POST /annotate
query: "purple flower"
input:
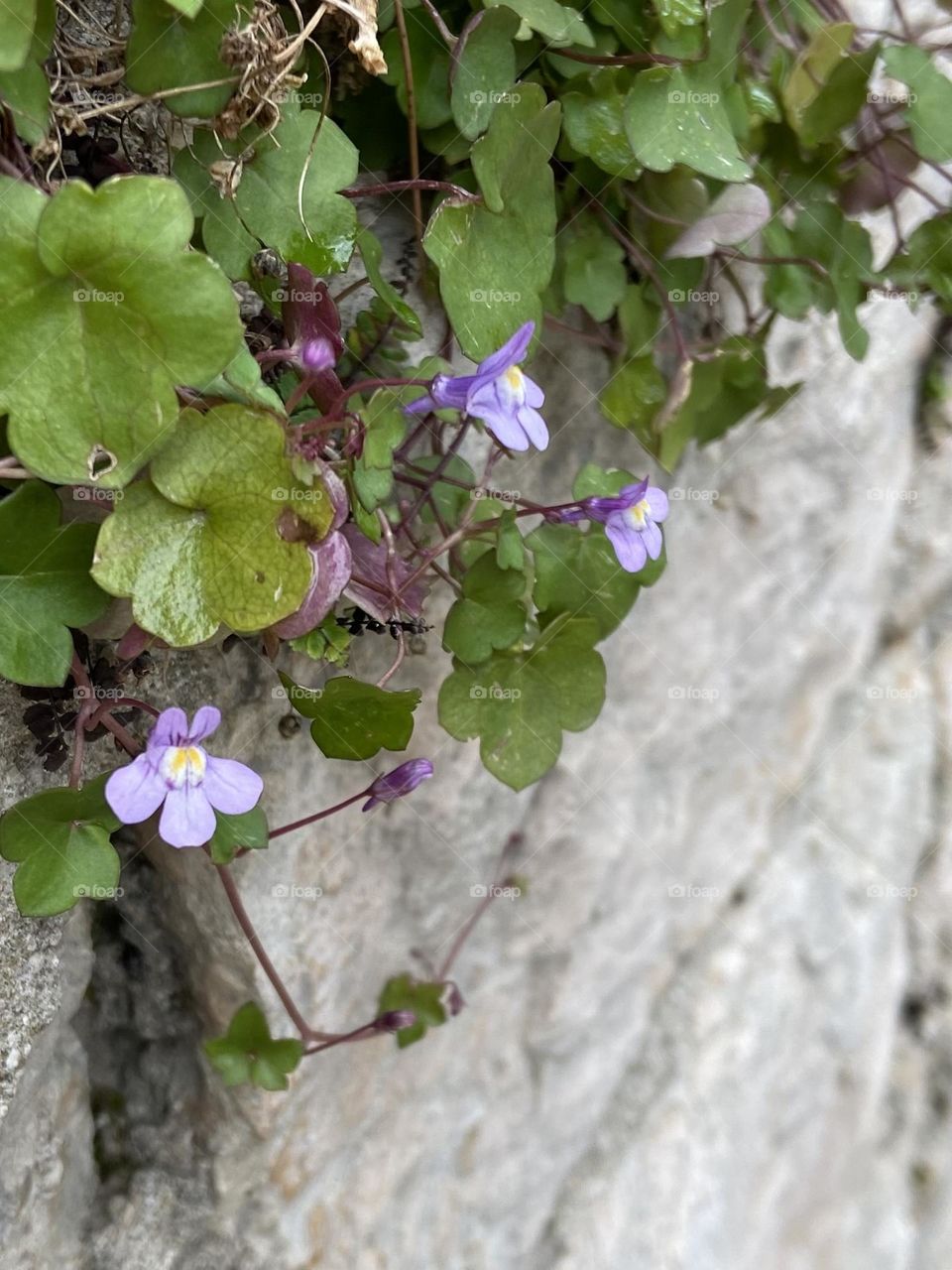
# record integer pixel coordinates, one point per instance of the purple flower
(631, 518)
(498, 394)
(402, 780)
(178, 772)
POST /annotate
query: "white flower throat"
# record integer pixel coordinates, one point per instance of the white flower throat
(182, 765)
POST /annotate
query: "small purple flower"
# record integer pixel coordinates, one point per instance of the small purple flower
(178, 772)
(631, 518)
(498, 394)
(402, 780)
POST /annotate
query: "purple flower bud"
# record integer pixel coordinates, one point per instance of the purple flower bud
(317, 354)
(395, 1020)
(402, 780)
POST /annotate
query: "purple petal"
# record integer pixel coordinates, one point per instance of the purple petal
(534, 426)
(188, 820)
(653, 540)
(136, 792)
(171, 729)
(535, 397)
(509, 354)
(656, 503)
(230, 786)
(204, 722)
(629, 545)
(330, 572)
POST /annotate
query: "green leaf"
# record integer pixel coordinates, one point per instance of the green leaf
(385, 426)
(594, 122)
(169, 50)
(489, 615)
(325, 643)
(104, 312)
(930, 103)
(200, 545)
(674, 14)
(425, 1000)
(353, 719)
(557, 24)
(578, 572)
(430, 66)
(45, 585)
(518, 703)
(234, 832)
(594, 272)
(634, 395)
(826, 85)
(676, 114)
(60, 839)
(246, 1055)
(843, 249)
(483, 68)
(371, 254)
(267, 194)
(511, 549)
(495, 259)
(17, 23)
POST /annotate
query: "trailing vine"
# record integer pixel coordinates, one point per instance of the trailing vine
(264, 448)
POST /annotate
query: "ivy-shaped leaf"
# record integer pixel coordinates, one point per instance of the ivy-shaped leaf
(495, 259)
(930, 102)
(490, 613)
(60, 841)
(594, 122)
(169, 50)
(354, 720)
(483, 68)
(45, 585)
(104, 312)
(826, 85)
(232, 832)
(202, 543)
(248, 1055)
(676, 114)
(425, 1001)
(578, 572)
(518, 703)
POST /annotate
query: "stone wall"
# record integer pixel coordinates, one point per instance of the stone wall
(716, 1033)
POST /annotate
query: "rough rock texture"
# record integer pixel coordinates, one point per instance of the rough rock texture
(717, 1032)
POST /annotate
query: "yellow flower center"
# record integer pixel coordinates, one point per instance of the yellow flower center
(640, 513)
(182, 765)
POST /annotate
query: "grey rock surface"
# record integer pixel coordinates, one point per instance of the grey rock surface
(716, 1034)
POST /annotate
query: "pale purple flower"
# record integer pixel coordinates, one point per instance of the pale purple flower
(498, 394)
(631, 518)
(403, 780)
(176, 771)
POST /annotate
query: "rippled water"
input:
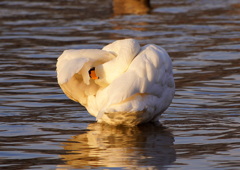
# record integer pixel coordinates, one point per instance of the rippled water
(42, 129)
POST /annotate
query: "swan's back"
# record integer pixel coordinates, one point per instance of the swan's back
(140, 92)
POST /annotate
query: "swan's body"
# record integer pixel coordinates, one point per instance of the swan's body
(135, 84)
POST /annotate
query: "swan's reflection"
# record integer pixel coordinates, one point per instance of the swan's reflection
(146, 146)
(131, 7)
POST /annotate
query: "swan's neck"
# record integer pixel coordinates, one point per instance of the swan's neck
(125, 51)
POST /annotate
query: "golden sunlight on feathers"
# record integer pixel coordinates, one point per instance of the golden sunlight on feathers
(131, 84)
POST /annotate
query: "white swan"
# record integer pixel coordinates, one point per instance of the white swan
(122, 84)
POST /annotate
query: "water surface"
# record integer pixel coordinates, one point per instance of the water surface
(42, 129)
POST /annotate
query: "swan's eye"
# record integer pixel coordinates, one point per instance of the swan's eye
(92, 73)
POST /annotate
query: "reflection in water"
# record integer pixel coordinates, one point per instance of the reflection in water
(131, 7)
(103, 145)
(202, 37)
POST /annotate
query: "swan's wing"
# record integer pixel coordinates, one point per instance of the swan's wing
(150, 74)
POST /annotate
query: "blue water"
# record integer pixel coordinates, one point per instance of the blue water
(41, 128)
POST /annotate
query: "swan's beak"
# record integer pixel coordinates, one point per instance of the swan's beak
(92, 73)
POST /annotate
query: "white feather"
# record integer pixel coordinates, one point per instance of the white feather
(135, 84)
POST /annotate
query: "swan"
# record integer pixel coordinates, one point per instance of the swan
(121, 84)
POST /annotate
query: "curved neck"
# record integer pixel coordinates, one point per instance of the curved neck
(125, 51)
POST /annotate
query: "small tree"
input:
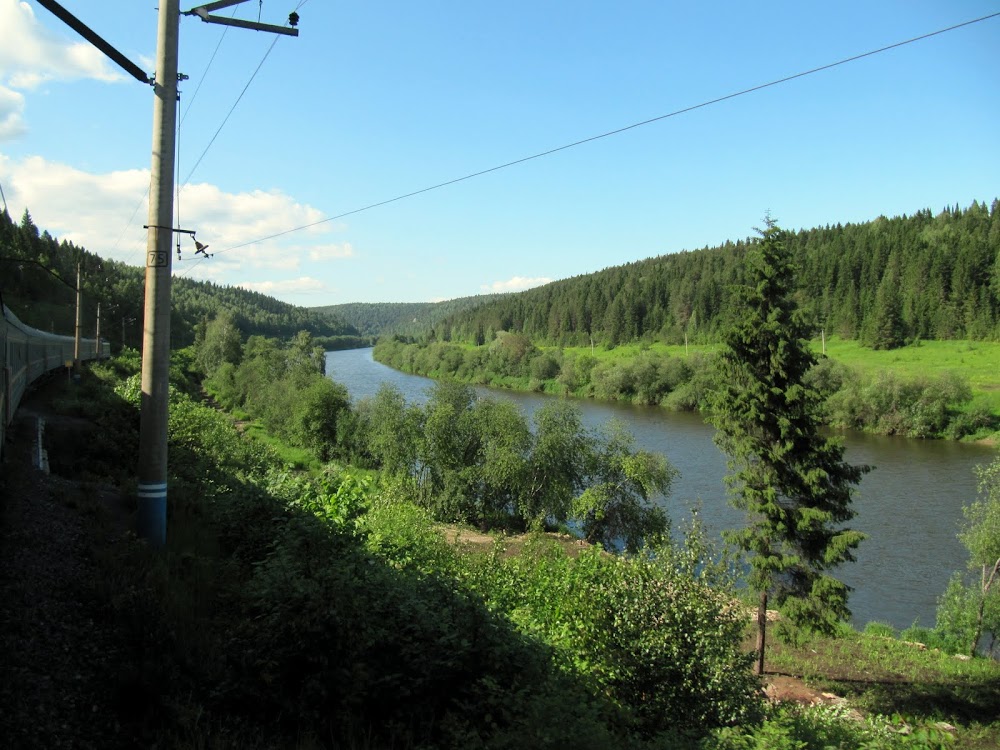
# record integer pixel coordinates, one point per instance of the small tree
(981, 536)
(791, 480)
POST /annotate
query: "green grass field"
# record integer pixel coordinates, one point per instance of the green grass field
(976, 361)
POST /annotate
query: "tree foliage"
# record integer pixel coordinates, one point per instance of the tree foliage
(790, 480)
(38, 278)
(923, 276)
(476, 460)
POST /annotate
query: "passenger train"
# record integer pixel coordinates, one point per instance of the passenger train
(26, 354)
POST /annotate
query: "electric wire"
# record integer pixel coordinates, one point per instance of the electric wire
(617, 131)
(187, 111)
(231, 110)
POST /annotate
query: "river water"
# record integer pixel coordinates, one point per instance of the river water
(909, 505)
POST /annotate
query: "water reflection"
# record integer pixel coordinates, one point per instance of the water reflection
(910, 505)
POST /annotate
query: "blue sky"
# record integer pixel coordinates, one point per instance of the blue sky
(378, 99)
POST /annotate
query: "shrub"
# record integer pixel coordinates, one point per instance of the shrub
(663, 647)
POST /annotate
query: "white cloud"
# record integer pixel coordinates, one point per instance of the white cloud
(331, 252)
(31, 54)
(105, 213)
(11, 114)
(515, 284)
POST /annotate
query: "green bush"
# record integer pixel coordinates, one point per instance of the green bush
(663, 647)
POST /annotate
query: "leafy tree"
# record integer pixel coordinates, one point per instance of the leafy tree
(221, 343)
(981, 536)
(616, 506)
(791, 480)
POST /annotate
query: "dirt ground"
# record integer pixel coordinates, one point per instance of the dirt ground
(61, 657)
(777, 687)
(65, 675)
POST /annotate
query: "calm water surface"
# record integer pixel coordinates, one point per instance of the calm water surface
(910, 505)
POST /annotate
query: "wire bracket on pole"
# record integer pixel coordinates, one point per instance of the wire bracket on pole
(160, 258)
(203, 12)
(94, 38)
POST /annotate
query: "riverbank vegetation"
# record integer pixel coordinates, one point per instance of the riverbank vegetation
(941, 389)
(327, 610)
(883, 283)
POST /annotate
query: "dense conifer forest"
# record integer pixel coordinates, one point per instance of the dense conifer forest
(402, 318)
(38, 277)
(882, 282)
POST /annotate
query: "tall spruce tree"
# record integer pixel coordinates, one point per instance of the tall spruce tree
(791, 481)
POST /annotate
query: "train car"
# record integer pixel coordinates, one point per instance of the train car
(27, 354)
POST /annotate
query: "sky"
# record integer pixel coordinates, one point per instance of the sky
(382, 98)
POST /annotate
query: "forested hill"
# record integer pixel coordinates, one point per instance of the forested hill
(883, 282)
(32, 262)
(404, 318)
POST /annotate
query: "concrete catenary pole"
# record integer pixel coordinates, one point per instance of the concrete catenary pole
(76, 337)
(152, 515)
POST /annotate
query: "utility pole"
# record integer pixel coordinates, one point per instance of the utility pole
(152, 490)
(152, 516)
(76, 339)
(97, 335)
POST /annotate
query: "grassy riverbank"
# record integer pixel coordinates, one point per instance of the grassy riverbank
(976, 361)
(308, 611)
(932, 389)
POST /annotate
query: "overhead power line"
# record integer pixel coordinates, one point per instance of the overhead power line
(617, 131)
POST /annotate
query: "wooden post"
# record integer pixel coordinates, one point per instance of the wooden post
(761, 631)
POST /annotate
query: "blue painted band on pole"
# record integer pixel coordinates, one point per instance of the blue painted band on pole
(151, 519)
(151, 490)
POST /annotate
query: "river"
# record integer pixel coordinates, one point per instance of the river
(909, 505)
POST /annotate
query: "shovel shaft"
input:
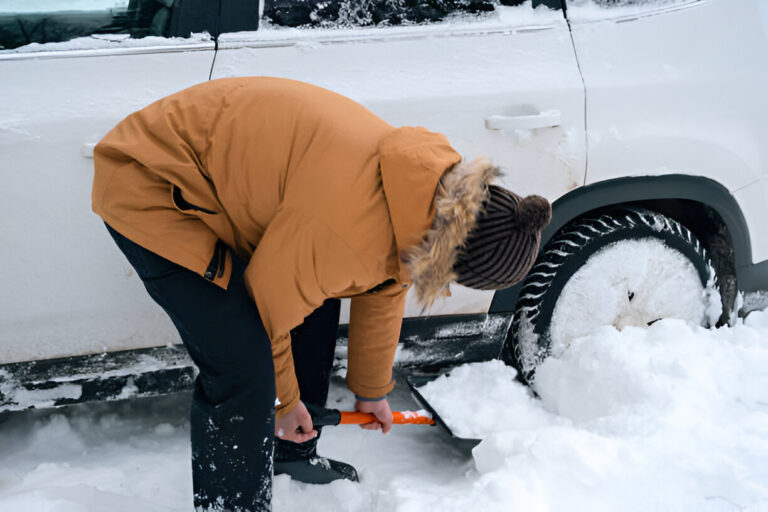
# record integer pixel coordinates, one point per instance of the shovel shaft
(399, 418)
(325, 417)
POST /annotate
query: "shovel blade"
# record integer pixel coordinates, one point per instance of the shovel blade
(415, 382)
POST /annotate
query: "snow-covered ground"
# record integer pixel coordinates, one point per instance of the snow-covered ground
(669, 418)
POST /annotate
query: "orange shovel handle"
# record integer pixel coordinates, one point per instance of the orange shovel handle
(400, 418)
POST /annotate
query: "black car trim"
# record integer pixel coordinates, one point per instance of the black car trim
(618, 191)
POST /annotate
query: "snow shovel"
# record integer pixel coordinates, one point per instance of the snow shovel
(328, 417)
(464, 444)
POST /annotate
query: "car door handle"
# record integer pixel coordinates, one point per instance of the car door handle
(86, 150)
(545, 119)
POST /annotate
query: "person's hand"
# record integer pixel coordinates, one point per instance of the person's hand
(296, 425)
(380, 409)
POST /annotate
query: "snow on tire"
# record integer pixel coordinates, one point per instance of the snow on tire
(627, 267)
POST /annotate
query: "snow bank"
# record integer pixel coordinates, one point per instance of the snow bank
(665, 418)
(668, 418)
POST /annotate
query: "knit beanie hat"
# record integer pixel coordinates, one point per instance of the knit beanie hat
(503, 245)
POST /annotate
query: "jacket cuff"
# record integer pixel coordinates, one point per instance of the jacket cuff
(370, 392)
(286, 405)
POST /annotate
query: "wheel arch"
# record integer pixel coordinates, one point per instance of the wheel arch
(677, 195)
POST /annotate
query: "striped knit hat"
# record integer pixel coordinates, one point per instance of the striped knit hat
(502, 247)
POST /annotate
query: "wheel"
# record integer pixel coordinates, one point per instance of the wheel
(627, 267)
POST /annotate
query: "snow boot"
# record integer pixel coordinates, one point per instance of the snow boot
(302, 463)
● ● ●
Which lines of the data above contain the string "wall"? Gather every one of them and copy each line in full.

Problem solution:
query: "stone wall"
# record integer pixel coordinates, one point per instance of the stone wall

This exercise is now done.